#### YOUR ASSIGNMENT
Count, in the entries, the lines with "curly". Answer with the number only.

[[ DATA RECORDS, beginning ]]

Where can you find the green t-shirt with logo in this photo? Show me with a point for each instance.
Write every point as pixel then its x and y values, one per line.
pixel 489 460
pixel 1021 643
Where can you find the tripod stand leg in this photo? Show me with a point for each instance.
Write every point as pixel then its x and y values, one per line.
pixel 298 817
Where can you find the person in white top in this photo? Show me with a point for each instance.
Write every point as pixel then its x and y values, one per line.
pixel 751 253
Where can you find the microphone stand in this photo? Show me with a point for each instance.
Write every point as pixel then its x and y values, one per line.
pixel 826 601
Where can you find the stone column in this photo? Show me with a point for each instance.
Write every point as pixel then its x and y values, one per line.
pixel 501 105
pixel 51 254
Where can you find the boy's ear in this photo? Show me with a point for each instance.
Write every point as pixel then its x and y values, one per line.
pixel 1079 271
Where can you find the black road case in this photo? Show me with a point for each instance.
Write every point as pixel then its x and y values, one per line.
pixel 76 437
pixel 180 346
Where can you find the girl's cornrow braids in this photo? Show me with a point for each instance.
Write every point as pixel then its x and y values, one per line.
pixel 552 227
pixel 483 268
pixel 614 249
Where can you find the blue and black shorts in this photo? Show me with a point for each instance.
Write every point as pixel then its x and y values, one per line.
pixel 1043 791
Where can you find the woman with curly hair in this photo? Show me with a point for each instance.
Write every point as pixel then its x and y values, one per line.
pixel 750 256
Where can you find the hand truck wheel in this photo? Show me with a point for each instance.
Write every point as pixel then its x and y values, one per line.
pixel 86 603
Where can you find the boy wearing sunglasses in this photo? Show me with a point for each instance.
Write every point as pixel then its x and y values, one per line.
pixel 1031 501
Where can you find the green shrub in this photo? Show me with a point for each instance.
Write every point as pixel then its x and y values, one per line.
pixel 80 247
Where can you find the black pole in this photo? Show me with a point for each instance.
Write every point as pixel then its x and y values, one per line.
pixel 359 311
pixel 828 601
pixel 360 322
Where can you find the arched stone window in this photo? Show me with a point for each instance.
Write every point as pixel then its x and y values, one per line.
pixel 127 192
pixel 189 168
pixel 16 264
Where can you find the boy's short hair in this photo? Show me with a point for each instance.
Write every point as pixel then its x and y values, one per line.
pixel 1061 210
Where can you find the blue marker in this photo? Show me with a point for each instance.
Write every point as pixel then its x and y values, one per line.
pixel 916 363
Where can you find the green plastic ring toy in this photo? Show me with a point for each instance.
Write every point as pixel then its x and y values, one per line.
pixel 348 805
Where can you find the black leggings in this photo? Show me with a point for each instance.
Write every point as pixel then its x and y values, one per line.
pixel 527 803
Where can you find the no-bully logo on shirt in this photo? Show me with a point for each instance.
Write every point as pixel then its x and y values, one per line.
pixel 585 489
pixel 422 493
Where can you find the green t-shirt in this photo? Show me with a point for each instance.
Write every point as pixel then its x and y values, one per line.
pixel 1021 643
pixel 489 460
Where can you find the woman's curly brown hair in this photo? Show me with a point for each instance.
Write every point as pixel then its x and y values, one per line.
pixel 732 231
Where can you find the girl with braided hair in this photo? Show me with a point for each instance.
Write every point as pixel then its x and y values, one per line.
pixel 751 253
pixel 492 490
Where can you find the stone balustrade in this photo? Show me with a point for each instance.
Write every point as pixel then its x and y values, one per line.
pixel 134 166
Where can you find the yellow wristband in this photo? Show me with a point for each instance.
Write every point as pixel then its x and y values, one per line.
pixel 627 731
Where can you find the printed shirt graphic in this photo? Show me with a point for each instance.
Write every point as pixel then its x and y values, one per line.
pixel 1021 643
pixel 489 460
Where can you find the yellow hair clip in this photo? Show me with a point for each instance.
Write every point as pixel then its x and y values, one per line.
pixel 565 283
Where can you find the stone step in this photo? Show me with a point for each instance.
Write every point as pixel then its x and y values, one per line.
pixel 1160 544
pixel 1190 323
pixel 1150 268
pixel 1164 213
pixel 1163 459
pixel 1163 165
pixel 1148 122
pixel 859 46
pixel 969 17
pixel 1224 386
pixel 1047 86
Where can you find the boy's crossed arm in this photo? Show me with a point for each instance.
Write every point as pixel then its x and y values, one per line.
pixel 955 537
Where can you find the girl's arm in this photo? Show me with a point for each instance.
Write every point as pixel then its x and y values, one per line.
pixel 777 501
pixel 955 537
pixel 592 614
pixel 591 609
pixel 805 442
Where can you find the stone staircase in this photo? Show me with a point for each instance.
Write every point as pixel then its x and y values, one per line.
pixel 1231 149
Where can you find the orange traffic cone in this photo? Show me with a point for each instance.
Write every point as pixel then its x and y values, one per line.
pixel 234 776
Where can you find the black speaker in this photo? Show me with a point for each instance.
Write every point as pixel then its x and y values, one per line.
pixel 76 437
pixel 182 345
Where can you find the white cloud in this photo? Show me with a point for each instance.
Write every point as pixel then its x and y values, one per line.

[[ DATA RECORDS, end ]]

#### EXERCISE OUTPUT
2